Copy the entries verbatim, from the first line through the line containing "[[[1344,494],[1344,361],[1228,364],[1223,473],[1255,492]]]", including both ends.
### RECORDS FOR THIS TASK ###
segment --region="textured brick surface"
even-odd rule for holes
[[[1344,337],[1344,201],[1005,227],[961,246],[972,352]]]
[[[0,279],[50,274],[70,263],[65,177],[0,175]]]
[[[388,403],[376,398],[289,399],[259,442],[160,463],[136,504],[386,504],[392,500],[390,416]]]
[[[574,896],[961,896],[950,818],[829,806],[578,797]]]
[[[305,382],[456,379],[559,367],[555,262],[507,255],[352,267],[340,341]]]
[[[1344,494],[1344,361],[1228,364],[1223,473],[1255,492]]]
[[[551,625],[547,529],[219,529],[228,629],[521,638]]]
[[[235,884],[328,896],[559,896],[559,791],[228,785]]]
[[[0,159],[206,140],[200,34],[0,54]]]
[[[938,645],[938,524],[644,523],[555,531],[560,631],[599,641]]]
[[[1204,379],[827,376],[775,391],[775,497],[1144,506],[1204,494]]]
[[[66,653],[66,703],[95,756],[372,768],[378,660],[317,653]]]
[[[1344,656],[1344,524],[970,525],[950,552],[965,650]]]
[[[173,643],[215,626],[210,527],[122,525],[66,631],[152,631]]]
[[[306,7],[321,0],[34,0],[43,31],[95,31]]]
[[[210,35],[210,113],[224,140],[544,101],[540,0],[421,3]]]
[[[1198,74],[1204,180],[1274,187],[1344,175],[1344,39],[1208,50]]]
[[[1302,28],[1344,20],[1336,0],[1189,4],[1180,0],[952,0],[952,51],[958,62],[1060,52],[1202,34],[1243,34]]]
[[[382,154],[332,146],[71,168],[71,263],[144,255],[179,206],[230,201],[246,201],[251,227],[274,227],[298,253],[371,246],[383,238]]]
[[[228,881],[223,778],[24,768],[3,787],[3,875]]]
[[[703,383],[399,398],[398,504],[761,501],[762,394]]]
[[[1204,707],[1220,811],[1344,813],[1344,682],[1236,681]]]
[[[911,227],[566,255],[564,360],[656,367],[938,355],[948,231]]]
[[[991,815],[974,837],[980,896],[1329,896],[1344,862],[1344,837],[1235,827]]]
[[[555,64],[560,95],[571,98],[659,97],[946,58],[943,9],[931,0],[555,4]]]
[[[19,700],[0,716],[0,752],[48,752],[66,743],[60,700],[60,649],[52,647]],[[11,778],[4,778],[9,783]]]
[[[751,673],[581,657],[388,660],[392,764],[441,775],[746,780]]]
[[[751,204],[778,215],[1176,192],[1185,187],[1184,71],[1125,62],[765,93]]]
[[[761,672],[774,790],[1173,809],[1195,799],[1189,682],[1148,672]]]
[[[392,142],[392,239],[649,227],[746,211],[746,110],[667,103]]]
###
## FULL SOLUTION
segment --region="textured brick surface"
even-odd rule for holes
[[[1344,337],[1344,201],[1005,227],[961,246],[972,352]]]
[[[0,279],[50,274],[70,263],[65,177],[0,175]]]
[[[388,403],[376,398],[289,399],[259,442],[160,463],[136,504],[386,504],[392,500],[390,416]]]
[[[574,896],[961,896],[950,818],[829,806],[578,797]]]
[[[305,382],[456,379],[559,367],[555,262],[507,255],[352,267],[340,341]]]
[[[1344,494],[1344,361],[1228,364],[1223,473],[1255,492]]]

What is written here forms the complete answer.